■ Source material ■

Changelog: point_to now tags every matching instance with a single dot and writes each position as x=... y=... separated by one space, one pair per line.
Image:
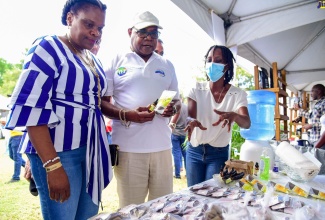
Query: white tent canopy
x=289 y=32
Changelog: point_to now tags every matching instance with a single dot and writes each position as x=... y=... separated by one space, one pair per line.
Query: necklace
x=221 y=93
x=90 y=63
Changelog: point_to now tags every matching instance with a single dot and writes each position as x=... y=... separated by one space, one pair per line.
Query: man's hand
x=191 y=125
x=58 y=184
x=140 y=115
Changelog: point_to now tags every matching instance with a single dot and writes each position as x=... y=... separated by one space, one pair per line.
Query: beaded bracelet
x=123 y=119
x=126 y=123
x=53 y=167
x=49 y=161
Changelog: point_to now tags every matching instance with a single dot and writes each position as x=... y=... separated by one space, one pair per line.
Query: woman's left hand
x=226 y=118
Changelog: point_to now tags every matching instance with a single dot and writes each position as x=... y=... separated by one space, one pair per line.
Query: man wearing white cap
x=135 y=80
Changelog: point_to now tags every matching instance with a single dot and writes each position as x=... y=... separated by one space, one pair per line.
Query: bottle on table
x=265 y=165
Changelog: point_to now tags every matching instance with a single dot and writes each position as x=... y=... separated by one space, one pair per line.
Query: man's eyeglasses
x=142 y=33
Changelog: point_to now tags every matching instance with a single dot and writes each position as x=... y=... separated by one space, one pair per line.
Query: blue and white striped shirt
x=57 y=89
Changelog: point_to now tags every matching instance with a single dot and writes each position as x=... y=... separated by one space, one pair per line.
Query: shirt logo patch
x=160 y=72
x=121 y=71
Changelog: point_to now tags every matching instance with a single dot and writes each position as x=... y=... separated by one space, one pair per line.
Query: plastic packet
x=236 y=210
x=245 y=185
x=317 y=194
x=296 y=190
x=279 y=187
x=165 y=98
x=258 y=185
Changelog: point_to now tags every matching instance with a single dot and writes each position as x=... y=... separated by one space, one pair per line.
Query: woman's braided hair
x=228 y=57
x=75 y=5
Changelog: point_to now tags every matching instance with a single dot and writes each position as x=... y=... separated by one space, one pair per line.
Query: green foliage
x=4 y=66
x=244 y=80
x=9 y=74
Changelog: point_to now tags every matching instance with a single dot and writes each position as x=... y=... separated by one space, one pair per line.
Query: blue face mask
x=214 y=71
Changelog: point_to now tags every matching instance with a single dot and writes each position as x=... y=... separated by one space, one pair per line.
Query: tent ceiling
x=291 y=33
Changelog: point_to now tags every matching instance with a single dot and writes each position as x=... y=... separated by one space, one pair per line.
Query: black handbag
x=114 y=150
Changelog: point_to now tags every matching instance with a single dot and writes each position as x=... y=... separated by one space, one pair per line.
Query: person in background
x=314 y=125
x=96 y=47
x=160 y=48
x=321 y=141
x=13 y=145
x=58 y=99
x=213 y=107
x=178 y=137
x=177 y=124
x=137 y=79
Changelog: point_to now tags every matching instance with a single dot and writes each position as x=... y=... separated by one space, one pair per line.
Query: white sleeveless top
x=322 y=121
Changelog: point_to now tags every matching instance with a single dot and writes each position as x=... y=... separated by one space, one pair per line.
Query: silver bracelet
x=49 y=161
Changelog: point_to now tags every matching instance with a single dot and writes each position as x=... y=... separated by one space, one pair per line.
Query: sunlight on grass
x=17 y=203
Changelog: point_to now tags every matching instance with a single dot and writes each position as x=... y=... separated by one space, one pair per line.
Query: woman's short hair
x=75 y=5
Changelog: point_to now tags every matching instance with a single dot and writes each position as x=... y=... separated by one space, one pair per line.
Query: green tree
x=4 y=66
x=244 y=79
x=9 y=76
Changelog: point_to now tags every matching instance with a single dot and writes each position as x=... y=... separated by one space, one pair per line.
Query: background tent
x=289 y=32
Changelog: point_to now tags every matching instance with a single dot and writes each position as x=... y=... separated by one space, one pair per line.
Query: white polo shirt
x=215 y=136
x=134 y=83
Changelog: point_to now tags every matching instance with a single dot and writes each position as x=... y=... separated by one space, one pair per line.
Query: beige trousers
x=141 y=173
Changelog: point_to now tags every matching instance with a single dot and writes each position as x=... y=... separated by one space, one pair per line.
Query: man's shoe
x=12 y=181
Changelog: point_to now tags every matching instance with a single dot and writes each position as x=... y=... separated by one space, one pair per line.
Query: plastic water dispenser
x=261 y=111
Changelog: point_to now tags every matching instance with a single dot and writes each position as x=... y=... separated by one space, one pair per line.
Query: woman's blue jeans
x=15 y=156
x=178 y=152
x=203 y=161
x=79 y=205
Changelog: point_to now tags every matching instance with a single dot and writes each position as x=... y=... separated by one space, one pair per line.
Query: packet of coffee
x=296 y=190
x=165 y=98
x=279 y=187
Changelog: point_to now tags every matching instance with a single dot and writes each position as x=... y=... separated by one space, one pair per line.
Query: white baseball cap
x=145 y=19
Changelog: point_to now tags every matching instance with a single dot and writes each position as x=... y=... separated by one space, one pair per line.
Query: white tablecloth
x=318 y=183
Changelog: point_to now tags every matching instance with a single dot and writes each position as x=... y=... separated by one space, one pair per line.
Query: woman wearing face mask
x=213 y=107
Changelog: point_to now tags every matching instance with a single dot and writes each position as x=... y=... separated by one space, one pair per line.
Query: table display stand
x=279 y=88
x=294 y=113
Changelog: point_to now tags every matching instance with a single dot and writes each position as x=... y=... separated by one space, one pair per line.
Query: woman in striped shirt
x=58 y=98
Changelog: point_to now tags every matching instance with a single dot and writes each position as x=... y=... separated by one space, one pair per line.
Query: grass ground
x=17 y=203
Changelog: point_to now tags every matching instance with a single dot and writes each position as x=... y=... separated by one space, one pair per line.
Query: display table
x=317 y=183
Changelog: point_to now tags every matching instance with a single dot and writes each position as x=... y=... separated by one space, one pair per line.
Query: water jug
x=261 y=111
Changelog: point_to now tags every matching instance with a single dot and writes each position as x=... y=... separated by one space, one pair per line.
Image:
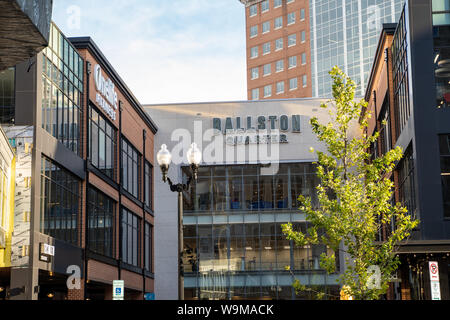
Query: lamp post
x=164 y=158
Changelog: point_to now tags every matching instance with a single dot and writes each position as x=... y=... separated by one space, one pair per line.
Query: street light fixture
x=164 y=158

■ Work required ■
The answer should be the full material above, printed exactly, with no pictures in it.

■ Solution for this exercise ■
Changelog: point_to now tags every matching instance with a single dot and writes each position as x=... y=... separated by one space, one pair per line.
Image:
Query: white tent canopy
x=289 y=32
Changelog: point_to now tags every matching instance with a single dot and writes each position as x=... y=... separated by one space, one pair per line.
Query: necklace
x=221 y=93
x=90 y=63
Changelog: point_to now tags every matching instance with a single dot and writes each position as x=... y=... separated by one space, one pair per line.
Query: man's hand
x=191 y=125
x=58 y=184
x=140 y=115
Changelog: point_to now tags every matching instance with a single dot and writes each position as x=... y=... separated by one space, one pair per line.
Query: beaded bracelet
x=123 y=119
x=126 y=123
x=53 y=167
x=49 y=161
Changelog: point_to now tags every matching instance with a single dot and writes each position as x=... y=... separated by one space, one pair per line.
Query: woman's left hand
x=226 y=118
Changelog: point_to now tags every matching instance with a single dot and writes each position as x=... y=... separated by one space, one pair per line.
Query: man wearing white cap
x=135 y=80
Changelog: point_to now tags every matching instance with a single dot and writes each position as x=... y=... separated by one space, one pair per line.
Query: bottle on table
x=265 y=165
Changelog: point_to now tags every matching instance with a single dot and writes each position as x=... y=... separated by one space, one pair per line.
Query: man's eyeglasses
x=142 y=33
Changelog: point_to now tags every matching instance with a single dot and writes each position as x=... y=... separated by one space, one pair per line.
Query: blue and white striped shirt
x=57 y=89
Changelog: point_to now tags every matching instance with a single dot and writes each position as x=... y=... separated by one space, one pair per line.
Query: shirt logo patch
x=160 y=72
x=121 y=71
Changelog: point_to now tags every matching instance with a single dot and writes each position as x=... y=... separated by one space, one pair per line.
Query: plastic packet
x=236 y=210
x=245 y=185
x=317 y=194
x=296 y=190
x=279 y=187
x=165 y=98
x=258 y=185
Changelog: point_to now tags every matching instance with a single dot and writes each position as x=... y=... separated by one space, one pair per line.
Query: woman's braided hair
x=228 y=57
x=75 y=5
Changelog: point_to now tags every matching instance with a single dot and writes each position as x=... y=... separated by one space, one pair per line.
Query: green foliage
x=4 y=66
x=244 y=80
x=9 y=74
Changelog: point_to now tags every matching instance with a single dot and writes each position as x=... y=... separated by one space, one pair per line.
Query: blue face mask
x=214 y=71
Changelog: point_to now tags every matching instance with a single dot and writes each position as x=... y=... separated by one space, one pair per line.
Query: tent ceiling
x=291 y=33
Changelog: point_to now tags every matching instance with a single dot and writes each position as x=... y=... separated by one space, one pair per line.
Query: black handbag
x=114 y=150
Changelog: point_to now tags every matching instance with a single dot and writes each position as x=... y=... separated by one space, one pair per line.
Query: person in background
x=314 y=125
x=96 y=47
x=160 y=48
x=321 y=141
x=13 y=145
x=58 y=99
x=213 y=107
x=178 y=137
x=177 y=124
x=137 y=79
Changelog: point_to now tags every matching instance with a single dot and writes each position as x=... y=... separated by one space, one pair per line.
Query: white sleeveless top
x=322 y=121
Changelog: point_to now tags every matching instance with a single dot and writes each position as x=... y=... separated by one space, one pair per line.
Query: silver bracelet
x=49 y=161
Changelog: point_to now tags every matching instance with a single dot and writes each position as x=... y=... separated by one space, one pair per line.
Query: sunlight on grass
x=17 y=203
Changelog: point_to now tags every matching instance with a single dot and writes each position as x=... y=... separated by one space, one pair per line.
Query: woman's short hair
x=75 y=5
Changelog: point_to now tags every matching instance with a single dot and writes each position as x=... y=... separated by one space, one pair per line.
Query: green tree
x=4 y=66
x=244 y=79
x=9 y=76
Changelog: point_to now tags every matching instance with a single dot and writes each position as x=... y=... separated by one space, one pair per line.
Query: background tent
x=289 y=32
Changelog: point_to now tags every matching instance with a single dot and writes each position as x=... y=... separated by one space, one pair per line.
Query: white polo shirt
x=215 y=136
x=134 y=83
Changelog: point_to now tags every matching instance with a single dot and writes each position as x=... y=... separated by one space, one pair per line.
Query: beige trousers
x=141 y=173
Changelog: point_to now tags every matching instance with a single dot and writes each position as x=... y=... separated by one space, one pair per line.
Query: man's shoe
x=12 y=181
Changelog: point_to now tags every matching instance with a single dot and writes each position as x=... y=... separated by one space, one pair per line.
Query: plastic water dispenser
x=261 y=111
Changelog: point_to now tags every matching instance with a single dot and writes each position as x=... y=... separated by one space, one pair per line.
Query: woman's blue jeans
x=15 y=156
x=178 y=152
x=203 y=161
x=79 y=205
Changelog: point_to now tags every matching instance with a single dot and writes each position as x=... y=... separated by one space, one pair per line.
Query: packet of coffee
x=296 y=190
x=165 y=98
x=279 y=187
Changelog: point_to now tags every matching instance with a single dot and writes each position as x=... y=... separated by one space, one pair per line.
Query: white baseball cap
x=145 y=19
Changelog: point_to now tags every matching instance with a single dot and writes each position as x=... y=... separated by one space, one pair per line.
Query: white tablecloth
x=318 y=183
Changelog: point_to now tags every matching instance with a single dot and writes each position as x=... y=... separated by one space, one pair per line.
Query: woman wearing face mask
x=213 y=107
Changelog: point_to now tags every matching instance with a single dot and writes each position as x=... y=... separated by one space, one pair per line.
Query: table display stand
x=279 y=88
x=294 y=113
Changelog: point_to now tags every matching instance with a single dot and writes each position as x=... y=... separated by one space, one pair per line.
Query: woman in striped shirt
x=58 y=98
Changelog: point_to now tags every matching instance with a single dot and writes each position as x=... y=... separated by one space, one pair per line.
Query: grass ground
x=17 y=203
Changelog: point_to now tags every matching instance with a single dot and writes each position as x=... y=... separated by one space, one pair per line.
Query: display table
x=317 y=183
Changelog: point_to now tags every matching instance with a single dot and writes each position as x=... y=... separated by one space, one pair per line.
Query: water jug
x=261 y=111
Changelog: point_to now tags every matching instance with a single dot and writes each position as x=... y=... separated by one space, one pair per line.
Image:
Query: lamp post
x=164 y=158
Changelog: point_to now tags every matching instance with a single dot and writes each position as x=... y=... separated by one space, one pair per line.
Query: street light fixture
x=164 y=158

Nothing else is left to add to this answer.